__KERJAKAN SOAL BERIKUT__:
1. Menurut teks tentang para periwayat hadis, berapa banyak hadis yang harus diriwayatkan seorang sahabat agar ia dianggap banyak meriwayatkan hadis?
2. Tentukan apakah setiap pernyataan berikut sesuai dengan teks tentang para periwayat hadis. Jawab ya atau tidak, lalu kutip kata-kata teks yang menjadi dasarnya.
(a) Kelompok pertama dalam gambaran biografi itu adalah para ulama hadis yang berhasil mentadwin hadis.
(b) Makalah tersebut membahas kelompok pertama.
(c) Anas bin Malik termasuk sahabat yang banyak meriwayatkan hadis.
3. Lanjutkan teks tentang para sahabat periwayat hadis, mulai dari kalimat terakhirnya.

─── TEKS SUMBER ───

Dalam gambaran biografi tersebut, secara garis besar dikelompokan kepada dua kelompok, yaitu al Muktsirun fi al riwayah yaitu para tokoh yang banyak meriwayatkan hadis, dan kelompok kedua adalah para ulama hadis yang berhasil mentadwin hadis. Adapun yang akan dibahas dalam makalah ini adalah kelompok pertama.
Penting untuk diketahui, bahwa para sahabat telah dianggap banhyak meriwayatkan hadis bila ia sudah meriwayatkan lebih dari 1000 hadis. Mereka itu adalah Abu Hurairah, Abdullah bin Umar, Anas bin Malik, Sayyidah Aisyah, Abdullah bin Abbas, Jabir bin Abdullah, dan Abu Said al Hudri .

─── DATA YANG DIBERIKAN ───

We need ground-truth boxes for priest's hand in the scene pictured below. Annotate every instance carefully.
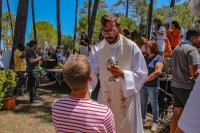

───

__JAWABAN__:
1. Lebih dari 1000 hadis.

2.
(a) Tidak. Teks menyebut kelompok pertama sebagai "al Muktsirun fi al riwayah yaitu para tokoh yang banyak meriwayatkan hadis". Para ulama yang mentadwin hadis adalah kelompok kedua.
(b) Ya: "Adapun yang akan dibahas dalam makalah ini adalah kelompok pertama."
(c) Ya: "Mereka itu adalah Abu Hurairah, Abdullah bin Umar, Anas bin Malik"

3.
1. Abu Hurairah

Abu Hurairah adalah sahabat yang paling banyak meriwayatkan hadis di antara tujuh orang tersebut. Baqi bin Mikhlad mentahrijkan hadis Abu Hurairah sebanyak 5374 Hadis. Di antara jumlah tersebut 352 hadis disepakati oleh Bukhori Muslim, 93 hadis diriwayatkan oleh Bukhori sendiri dan 189 hadis diriwayatkan oleh Muslim sendiri. Menurut keterangan Ibn Jauzi dalam Talqih Fuhumi al Atsar bahwa hadis yang diriwayatkannya sebanyak 5374, tapi menurut al Kirmani berjumlah 5364 dan barada dalam Musnad Ahmad terdapat 3848 buah hadis.
Rasulullah sendirilah yang menjulukinya Abu Hurairah, ketika beliau melihatnya membawa seekor kucing kecil. Julukan dari Rasulullah itu semata karena kecintaan beliau kepadanya sehingga jarang ada orang memanggilnya dengan nama sebenarnya yaitu Abdurrahman bin Sakhir yang berasal dari bani Daus bin Adnan. Abu Hurairah memeluk islam pada tahun tujuh hijriyah yaitu pada tahun terjadinya perang Khoibar dan meninggal di Aqiq pada tahun 57 H. demikian menurut pendapat yang kuat.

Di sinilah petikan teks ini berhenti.